======== Provided records ========

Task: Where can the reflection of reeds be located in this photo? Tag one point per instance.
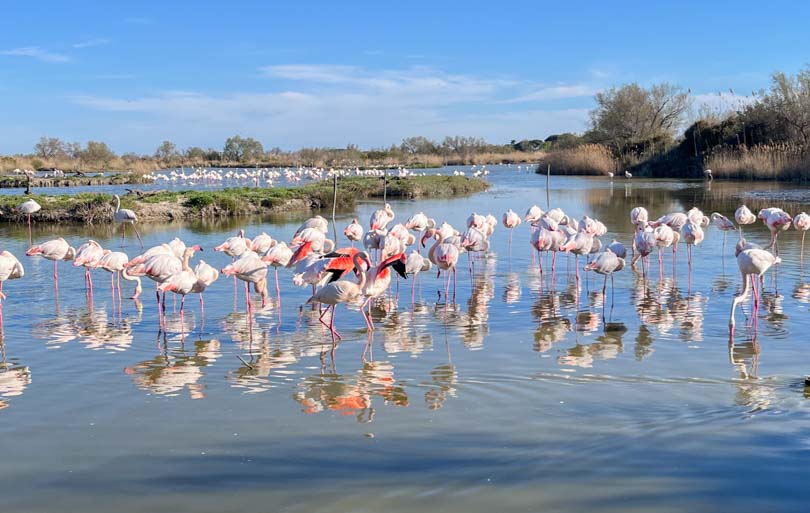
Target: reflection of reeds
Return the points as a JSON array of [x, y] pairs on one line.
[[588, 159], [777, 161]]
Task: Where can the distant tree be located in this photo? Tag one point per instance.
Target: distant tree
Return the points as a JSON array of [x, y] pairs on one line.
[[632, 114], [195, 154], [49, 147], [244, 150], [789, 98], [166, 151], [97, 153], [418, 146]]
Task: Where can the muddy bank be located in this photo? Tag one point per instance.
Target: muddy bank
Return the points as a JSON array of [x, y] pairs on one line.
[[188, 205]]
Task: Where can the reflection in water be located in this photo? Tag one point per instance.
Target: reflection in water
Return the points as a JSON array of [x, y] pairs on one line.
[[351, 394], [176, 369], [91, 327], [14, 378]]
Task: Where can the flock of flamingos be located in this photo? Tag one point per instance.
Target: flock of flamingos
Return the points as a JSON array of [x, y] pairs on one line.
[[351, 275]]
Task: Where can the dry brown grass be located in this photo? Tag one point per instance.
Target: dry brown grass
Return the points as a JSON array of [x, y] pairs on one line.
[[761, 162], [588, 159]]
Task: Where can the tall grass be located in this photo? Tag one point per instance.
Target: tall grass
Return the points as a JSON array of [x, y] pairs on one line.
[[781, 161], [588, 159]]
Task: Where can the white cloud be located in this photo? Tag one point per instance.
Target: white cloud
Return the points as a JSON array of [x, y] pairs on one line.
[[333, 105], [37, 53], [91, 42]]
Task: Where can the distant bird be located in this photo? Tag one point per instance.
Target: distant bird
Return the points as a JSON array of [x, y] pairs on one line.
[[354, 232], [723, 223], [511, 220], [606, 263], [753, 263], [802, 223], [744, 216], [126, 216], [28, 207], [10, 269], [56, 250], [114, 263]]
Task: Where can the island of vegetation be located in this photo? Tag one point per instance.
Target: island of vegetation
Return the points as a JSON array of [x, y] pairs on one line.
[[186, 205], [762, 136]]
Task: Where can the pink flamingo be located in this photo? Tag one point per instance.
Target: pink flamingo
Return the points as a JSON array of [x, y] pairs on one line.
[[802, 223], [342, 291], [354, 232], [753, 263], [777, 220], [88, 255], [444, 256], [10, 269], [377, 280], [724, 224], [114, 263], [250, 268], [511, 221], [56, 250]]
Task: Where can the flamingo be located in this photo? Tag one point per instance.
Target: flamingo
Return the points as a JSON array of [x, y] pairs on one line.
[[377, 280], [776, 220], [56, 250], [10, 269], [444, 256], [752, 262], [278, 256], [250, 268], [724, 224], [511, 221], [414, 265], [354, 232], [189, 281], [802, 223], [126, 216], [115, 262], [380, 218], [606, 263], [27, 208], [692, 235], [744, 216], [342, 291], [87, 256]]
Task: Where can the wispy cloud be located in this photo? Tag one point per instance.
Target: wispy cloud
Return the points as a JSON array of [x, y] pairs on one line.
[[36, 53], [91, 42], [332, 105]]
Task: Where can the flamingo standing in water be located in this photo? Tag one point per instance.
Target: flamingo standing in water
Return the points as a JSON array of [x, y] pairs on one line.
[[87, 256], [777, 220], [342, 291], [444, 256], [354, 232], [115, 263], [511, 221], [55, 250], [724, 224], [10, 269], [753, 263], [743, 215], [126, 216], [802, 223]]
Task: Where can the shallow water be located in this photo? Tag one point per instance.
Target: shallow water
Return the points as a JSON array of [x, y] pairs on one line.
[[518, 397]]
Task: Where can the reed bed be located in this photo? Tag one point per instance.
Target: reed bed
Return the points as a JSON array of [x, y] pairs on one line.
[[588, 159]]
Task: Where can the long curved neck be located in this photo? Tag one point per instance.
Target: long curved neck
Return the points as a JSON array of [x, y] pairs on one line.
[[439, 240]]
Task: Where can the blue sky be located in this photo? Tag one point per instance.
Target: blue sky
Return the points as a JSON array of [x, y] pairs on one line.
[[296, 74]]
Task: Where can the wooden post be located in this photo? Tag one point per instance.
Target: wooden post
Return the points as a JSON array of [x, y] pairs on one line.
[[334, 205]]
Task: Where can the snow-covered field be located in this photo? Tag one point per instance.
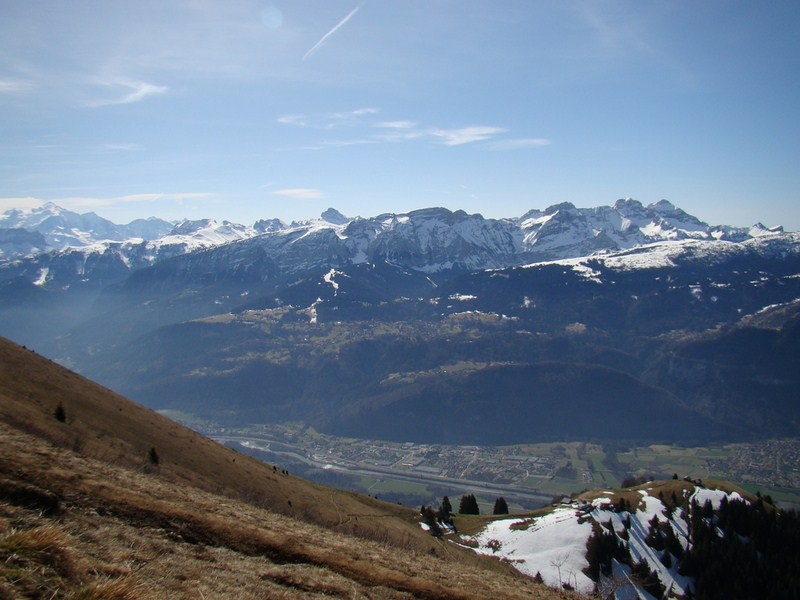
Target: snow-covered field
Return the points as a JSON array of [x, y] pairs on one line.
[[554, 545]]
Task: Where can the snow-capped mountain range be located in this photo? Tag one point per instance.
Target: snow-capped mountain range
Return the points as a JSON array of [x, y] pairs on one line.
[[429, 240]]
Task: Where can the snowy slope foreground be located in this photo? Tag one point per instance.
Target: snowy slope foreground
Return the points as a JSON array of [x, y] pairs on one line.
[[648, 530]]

========

Work to complete >> Reproduce the data word for word, from its first line through the line containing "[[588, 159], [777, 161]]", and leave out any pictures.

Solved exercise >>
Task: Where can the reflection of reeds be located in this photo? Tag one point per instance.
Target: reflection of reeds
Return the points as a JSON array of [x, y] pairs on one line.
[[588, 159], [777, 161]]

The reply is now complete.